[Dataset items]
## start
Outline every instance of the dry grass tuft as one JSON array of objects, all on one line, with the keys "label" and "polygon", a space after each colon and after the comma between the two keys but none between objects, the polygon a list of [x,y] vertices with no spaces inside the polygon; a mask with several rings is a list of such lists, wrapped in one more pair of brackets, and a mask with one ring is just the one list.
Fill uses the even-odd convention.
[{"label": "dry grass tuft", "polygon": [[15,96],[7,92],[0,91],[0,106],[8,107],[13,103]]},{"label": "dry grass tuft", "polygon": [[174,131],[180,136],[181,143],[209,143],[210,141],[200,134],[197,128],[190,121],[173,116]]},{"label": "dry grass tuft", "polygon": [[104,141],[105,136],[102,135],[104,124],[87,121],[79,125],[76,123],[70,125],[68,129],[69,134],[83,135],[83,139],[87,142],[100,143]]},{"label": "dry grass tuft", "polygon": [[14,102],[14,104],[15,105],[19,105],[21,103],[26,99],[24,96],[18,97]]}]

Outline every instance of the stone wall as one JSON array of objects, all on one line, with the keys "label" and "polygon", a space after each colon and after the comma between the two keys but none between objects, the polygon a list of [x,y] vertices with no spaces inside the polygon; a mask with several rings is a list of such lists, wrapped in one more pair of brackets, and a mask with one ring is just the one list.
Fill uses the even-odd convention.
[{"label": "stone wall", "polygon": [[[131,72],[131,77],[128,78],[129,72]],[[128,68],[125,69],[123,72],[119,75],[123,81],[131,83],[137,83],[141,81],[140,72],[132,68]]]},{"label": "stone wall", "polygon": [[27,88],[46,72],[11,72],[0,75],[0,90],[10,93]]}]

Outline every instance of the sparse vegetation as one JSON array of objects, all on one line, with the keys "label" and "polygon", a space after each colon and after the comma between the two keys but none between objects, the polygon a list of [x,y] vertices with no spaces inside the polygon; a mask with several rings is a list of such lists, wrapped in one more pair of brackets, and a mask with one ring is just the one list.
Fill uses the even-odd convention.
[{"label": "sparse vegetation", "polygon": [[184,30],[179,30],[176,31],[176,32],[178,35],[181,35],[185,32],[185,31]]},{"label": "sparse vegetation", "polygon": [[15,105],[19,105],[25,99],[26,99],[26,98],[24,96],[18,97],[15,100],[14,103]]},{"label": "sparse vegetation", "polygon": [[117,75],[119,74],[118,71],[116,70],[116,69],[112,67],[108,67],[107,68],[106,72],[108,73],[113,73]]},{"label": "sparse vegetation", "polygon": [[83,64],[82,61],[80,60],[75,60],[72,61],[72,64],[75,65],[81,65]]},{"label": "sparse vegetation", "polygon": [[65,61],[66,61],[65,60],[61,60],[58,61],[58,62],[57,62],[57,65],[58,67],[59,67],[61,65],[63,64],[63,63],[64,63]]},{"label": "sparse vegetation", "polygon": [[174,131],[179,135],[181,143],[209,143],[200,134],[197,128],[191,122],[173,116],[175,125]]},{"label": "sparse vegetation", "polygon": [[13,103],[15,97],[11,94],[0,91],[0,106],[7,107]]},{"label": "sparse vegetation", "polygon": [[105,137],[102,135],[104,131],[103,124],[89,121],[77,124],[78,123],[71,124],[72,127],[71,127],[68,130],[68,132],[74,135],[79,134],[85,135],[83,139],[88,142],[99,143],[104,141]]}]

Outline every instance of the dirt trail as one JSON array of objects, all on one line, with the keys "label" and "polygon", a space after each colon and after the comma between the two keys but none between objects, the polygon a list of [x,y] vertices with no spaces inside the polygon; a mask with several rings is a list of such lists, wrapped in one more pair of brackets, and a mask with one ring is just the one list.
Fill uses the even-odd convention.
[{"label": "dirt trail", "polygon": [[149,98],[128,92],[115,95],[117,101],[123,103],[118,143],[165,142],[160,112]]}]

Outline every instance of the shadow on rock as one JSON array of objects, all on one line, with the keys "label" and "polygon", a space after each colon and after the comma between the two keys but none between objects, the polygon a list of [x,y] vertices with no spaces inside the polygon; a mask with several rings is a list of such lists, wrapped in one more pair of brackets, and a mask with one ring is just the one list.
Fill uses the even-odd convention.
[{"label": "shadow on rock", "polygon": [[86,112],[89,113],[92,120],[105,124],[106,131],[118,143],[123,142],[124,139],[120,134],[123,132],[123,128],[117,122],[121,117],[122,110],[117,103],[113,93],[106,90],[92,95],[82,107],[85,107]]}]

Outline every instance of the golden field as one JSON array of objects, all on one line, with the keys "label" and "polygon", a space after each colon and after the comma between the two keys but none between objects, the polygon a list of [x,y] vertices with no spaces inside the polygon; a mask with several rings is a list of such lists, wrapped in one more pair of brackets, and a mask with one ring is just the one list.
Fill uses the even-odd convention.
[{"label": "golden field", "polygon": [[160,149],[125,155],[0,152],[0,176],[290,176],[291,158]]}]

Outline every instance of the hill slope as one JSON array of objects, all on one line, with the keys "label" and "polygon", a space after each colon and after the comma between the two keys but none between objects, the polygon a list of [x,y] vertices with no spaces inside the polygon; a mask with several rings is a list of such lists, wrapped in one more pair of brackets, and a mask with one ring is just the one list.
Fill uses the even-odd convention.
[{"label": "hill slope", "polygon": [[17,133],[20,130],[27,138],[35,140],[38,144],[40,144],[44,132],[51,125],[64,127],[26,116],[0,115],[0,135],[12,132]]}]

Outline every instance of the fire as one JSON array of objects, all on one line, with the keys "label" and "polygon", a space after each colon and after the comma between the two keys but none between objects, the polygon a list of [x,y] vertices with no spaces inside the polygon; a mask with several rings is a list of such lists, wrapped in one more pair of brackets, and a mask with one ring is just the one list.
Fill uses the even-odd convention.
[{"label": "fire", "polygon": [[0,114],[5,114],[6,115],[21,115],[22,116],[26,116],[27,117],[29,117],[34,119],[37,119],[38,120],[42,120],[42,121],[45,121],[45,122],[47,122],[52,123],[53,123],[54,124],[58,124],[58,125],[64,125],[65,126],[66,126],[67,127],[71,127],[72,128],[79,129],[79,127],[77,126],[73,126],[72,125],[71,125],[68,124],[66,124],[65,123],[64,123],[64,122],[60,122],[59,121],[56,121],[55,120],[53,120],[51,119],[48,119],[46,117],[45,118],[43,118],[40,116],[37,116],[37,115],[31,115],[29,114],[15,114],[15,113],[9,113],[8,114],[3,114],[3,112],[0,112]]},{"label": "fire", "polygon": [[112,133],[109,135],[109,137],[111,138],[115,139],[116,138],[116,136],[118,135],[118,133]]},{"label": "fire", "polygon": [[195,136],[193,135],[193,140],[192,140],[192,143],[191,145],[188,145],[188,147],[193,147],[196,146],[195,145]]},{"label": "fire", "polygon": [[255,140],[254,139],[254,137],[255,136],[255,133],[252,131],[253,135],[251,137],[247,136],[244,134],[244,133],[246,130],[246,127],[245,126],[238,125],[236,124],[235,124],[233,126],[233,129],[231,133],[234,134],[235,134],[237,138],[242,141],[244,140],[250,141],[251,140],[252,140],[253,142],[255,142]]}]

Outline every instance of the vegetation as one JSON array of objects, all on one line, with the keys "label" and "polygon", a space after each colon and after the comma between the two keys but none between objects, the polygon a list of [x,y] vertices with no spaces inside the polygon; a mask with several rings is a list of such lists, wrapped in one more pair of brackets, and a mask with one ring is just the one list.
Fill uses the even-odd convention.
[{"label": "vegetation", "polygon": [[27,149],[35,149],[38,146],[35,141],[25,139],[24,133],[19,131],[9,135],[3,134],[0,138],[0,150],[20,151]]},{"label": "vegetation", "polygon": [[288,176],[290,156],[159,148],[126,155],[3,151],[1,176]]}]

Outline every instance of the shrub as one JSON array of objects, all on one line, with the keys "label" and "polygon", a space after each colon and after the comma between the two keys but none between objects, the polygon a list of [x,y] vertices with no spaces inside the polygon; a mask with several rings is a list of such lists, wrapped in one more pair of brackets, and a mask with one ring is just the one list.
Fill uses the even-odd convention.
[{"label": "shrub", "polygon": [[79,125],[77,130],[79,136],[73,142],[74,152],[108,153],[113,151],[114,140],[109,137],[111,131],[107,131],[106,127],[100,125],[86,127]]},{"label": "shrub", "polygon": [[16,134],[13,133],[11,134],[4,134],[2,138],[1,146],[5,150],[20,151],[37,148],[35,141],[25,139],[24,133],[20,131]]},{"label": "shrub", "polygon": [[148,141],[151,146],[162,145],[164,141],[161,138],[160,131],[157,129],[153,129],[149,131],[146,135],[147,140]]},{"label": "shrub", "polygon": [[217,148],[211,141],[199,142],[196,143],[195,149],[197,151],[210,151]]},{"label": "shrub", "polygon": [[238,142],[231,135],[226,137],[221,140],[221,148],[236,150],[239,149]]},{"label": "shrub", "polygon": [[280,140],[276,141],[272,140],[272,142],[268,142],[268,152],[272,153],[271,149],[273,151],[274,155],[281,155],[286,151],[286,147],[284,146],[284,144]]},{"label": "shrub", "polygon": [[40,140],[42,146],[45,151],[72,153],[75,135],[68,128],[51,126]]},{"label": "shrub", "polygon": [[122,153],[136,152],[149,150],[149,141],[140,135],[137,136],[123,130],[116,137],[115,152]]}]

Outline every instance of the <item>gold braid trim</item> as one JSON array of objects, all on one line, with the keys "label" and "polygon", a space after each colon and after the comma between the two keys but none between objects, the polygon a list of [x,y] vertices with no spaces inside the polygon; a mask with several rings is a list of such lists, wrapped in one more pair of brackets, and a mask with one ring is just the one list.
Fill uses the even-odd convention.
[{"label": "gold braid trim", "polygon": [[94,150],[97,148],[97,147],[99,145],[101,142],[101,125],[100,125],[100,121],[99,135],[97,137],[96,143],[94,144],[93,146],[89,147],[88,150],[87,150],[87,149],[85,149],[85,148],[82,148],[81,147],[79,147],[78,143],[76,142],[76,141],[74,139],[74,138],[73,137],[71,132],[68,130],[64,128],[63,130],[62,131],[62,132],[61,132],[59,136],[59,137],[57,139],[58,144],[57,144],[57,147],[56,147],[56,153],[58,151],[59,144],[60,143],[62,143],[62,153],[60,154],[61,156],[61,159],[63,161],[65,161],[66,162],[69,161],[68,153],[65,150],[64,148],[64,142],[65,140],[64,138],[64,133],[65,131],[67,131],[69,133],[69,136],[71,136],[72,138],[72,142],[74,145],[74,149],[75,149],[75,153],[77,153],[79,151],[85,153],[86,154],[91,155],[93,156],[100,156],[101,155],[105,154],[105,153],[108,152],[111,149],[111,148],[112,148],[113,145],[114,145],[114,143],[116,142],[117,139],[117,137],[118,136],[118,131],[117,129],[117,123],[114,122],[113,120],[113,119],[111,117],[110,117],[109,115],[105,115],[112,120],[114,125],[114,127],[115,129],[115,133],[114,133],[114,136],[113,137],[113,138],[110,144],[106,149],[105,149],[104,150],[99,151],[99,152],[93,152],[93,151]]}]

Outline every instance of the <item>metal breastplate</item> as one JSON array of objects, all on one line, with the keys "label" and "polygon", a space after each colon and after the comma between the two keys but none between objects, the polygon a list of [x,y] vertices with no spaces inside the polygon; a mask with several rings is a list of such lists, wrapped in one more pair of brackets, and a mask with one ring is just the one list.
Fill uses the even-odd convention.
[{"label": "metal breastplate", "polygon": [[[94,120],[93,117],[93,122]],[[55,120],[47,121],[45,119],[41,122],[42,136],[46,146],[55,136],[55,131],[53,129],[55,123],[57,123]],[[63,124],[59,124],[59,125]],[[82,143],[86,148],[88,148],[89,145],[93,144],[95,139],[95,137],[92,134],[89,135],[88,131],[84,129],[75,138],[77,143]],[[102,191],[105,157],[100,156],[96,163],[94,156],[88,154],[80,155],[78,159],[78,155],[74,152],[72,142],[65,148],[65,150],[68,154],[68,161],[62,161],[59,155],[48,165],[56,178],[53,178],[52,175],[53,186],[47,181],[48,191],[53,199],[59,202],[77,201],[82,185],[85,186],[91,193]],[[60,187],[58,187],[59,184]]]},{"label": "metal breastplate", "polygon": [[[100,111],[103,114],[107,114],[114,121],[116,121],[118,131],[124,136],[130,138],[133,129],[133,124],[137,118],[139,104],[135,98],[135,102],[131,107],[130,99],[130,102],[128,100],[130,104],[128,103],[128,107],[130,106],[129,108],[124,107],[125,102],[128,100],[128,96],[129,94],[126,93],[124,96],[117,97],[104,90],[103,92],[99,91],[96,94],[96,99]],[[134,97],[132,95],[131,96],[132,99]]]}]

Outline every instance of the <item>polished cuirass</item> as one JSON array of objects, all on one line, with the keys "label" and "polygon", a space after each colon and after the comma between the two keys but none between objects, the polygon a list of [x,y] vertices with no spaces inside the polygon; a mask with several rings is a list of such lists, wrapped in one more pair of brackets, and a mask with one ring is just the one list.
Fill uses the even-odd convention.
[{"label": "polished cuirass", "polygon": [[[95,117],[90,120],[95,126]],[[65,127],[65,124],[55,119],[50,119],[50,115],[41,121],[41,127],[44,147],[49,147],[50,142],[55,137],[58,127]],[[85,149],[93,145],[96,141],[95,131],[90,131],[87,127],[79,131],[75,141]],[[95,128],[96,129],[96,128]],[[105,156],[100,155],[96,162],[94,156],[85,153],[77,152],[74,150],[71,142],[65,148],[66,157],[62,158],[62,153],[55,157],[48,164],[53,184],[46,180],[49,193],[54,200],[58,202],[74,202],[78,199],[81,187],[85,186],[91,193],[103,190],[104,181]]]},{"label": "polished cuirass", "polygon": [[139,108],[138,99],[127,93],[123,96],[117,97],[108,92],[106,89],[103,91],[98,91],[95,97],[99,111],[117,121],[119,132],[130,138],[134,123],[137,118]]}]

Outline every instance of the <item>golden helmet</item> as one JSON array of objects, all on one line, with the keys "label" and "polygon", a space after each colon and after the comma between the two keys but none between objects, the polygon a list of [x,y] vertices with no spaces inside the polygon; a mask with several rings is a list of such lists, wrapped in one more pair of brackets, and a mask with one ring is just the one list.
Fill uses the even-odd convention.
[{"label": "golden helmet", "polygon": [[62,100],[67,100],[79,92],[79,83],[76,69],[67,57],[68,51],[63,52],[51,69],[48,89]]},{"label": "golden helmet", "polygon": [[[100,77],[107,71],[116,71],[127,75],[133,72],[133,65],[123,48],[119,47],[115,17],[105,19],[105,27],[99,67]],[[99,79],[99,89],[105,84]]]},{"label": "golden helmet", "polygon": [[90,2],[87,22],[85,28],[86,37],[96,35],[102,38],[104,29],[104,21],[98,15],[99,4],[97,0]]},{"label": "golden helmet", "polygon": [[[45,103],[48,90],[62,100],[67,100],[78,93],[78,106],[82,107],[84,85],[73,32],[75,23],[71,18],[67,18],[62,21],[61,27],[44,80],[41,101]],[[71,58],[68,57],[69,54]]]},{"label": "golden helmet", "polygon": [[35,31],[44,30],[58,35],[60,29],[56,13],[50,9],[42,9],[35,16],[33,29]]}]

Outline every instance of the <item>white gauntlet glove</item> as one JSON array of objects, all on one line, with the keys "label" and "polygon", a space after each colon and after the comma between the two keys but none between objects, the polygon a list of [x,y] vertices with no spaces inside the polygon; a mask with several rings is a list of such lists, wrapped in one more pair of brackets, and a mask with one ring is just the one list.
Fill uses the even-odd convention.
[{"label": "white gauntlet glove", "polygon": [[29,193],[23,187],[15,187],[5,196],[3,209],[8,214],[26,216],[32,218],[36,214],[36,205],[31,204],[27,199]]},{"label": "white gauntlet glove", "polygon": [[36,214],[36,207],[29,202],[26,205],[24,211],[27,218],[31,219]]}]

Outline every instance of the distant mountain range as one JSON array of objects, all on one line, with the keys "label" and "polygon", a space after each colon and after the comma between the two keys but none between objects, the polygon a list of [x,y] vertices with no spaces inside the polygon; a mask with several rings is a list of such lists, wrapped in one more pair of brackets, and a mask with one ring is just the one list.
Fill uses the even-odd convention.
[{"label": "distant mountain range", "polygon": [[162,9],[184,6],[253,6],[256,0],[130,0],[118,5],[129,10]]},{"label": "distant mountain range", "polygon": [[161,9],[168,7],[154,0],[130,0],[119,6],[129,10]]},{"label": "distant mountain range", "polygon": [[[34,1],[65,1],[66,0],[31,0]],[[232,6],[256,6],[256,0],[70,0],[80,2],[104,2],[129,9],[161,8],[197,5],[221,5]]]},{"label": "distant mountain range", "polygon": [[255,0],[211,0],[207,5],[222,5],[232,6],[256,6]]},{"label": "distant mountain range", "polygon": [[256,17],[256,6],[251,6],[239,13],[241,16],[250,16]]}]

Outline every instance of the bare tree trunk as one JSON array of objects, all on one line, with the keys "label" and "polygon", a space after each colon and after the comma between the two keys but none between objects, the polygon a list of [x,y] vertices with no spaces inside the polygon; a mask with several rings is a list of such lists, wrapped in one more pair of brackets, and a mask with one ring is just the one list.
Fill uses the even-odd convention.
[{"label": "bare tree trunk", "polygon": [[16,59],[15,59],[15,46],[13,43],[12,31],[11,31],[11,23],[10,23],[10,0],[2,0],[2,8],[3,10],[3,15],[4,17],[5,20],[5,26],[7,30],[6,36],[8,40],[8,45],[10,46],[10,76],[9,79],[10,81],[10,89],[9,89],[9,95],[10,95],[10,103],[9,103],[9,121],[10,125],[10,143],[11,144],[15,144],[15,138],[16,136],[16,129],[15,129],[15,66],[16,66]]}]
## end
TASK STATEMENT:
All lines from the line containing "Outline every instance of the bare" through the end of the listing above are to be duplicated exactly; include both ends and nothing further.

WRITTEN ANSWER:
Outline every instance of the bare tree trunk as one JSON array of objects, all on one line, with the keys "label" and "polygon", a space after each colon and after the comma between the two keys but none between objects, the polygon a list of [x,y] vertices with no spaces inside the polygon; a mask with several rings is a list of such lists, wrapped in one more pair of brackets, and a mask with one ring is just the one list.
Fill uses the even-odd convention.
[{"label": "bare tree trunk", "polygon": [[16,59],[15,59],[15,46],[13,43],[12,31],[11,31],[11,23],[10,23],[10,0],[2,0],[2,8],[3,10],[3,15],[4,17],[5,20],[5,26],[7,30],[6,36],[8,40],[8,45],[10,46],[10,76],[9,79],[10,81],[10,89],[9,89],[9,95],[10,95],[10,103],[9,103],[9,121],[10,125],[10,143],[11,144],[15,144],[15,138],[16,136],[16,129],[15,129],[15,66],[16,66]]}]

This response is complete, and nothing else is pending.